- What you should do
Give the lines below as a two-column CSV with the header row query_text,points and one row per answer. Put all the text between the previous answer and that answer in query_text and the answer in points, each as one double-quoted field with line breaks replaced by spaces.

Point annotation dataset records

>>>>>

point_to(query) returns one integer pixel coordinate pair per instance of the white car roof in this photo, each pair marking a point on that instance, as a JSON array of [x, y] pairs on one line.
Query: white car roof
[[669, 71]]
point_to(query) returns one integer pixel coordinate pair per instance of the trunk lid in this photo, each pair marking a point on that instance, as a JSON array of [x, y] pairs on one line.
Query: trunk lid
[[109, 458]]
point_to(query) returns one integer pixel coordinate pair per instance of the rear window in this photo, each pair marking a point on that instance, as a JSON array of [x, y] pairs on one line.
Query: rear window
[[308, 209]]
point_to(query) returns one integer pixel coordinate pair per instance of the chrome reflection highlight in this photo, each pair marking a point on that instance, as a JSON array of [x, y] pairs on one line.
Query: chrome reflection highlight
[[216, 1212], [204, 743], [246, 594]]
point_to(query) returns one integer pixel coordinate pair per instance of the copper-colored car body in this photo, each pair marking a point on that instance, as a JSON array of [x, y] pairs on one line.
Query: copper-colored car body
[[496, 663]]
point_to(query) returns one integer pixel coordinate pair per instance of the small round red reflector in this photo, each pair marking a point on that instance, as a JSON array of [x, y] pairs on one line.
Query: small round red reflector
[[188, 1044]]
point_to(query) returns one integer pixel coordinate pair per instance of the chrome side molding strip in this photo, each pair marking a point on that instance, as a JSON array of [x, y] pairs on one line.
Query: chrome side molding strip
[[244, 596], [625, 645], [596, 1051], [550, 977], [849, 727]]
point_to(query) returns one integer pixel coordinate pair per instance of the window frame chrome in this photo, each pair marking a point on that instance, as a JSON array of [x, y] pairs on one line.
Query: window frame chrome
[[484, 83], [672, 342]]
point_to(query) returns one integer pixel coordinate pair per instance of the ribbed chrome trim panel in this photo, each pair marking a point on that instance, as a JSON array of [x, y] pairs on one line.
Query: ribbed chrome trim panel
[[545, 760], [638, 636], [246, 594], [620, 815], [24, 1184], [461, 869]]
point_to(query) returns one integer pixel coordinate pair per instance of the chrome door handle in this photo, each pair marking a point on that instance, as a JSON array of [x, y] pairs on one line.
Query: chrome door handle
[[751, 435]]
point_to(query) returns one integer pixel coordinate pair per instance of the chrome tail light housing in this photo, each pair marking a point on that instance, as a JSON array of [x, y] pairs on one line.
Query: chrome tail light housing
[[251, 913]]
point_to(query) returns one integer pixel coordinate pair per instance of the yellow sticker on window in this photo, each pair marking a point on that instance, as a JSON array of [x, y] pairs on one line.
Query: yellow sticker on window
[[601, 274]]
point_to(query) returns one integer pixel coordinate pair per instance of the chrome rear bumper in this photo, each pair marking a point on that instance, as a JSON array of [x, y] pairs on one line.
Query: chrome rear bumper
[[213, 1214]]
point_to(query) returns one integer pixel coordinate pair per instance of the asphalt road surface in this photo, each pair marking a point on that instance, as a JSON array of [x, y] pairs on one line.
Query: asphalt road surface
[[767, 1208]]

<<<<<

- Solution for this exercise
query_text,points
"point_to(query) returns one integer pixel coordinate pair per instance of the white car roof in this photo, each pair marking a point on that instance, as a JSON array of [x, y] pairs on one line. Query: white car roof","[[669, 71]]"
"point_to(query) returns one integer pixel coordinate pair per instance of the trunk lid in this photo, each pair marking a point on that instance, as a JSON array of [x, y] pairs on one line. Query: trunk lid","[[109, 458]]"
"point_to(query) returns one integer pixel coordinate pair per instance of the rear window in this photo, each pair marking a point on that instance, as a JSON array of [x, y] pairs on one line. Query: rear window","[[308, 209]]"
"point_to(query) returns one integer pixel coordinate pair per instance of the chrome reflection highlight in this photo, each pair marking a point on that instance, as a JSON array of [x, y] pairs on one line. Query: chrome reflection highlight","[[216, 1212], [204, 743], [246, 594]]"
"point_to(query) returns one integer pixel coordinate pair per instance of the copper-colored car body in this photo, each pair marking a point on that instance, as a JSON array of [x, y] pairs on one line. Query: copper-colored car body","[[496, 663]]"
"point_to(query) returns one integer pixel coordinate pair per instance of the small round red reflector in this photo, each pair marking a point on that instance, as a JSON array of [x, y] pairs on one line. Query: small round red reflector","[[188, 1044]]"
"point_to(query) returns one integer pixel coordinate pair per instance of the chrome side molding strip in this photo, each pair marking a point on that instance, as a JSON array of [x, y] pairs on one line. Query: chrome side molding strip","[[244, 596], [625, 645], [596, 1051], [550, 977], [849, 727]]"
"point_to(query) returns one integer pixel coordinate pair per instance of the window frame chrome in this photo, each pair marking a point on that instance, as a JSON array of [x, y] pairs on one line. Query: window frame chrome","[[484, 83], [672, 342]]"
"point_to(query) returns one integer pixel coordinate pair per instance of the ribbed chrome trim panel in this photo, each pair marking a point on that instance, as a JSON array of [x, y] pairs on one line. Query: ribbed chrome trim panel","[[545, 760], [638, 636], [246, 594], [620, 815], [24, 1184], [461, 869]]"
"point_to(query) returns one integer pixel coordinate pair per instance of the chrome door handle in this photo, each pair marking a point on that instance, as a JSON array of [x, y] pairs on one line. Query: chrome door handle","[[751, 435]]"
"point_to(query) returns one integer pixel coordinate pair per instance of the chrome tail light housing in this photo, each pair marking a point on that instance, as a JSON array of [x, y] pairs on one line. Query: chrome tail light housing","[[251, 913]]"
"point_to(query) returns one integer pixel coordinate pair per instance of the yellow sticker on window in this photo, each pair marking a point on that instance, as a JSON array of [x, y] pairs on one line. Query: yellow sticker on window","[[601, 274]]"
"point_to(query) returns one integer pixel coordinate pair per instance of the chrome rear bumper in this photo, each pair marking a point on that instance, as a JSON array of [x, y] pairs on one line. Query: chrome rear bumper","[[213, 1214]]"
"point_to(query) returns one integer pixel coordinate pair per instance of the asphalt road surface in this photo, each pair marking a point on that instance, as a JSON array of [x, y] pairs on one line. Query: asphalt road surface","[[767, 1208]]"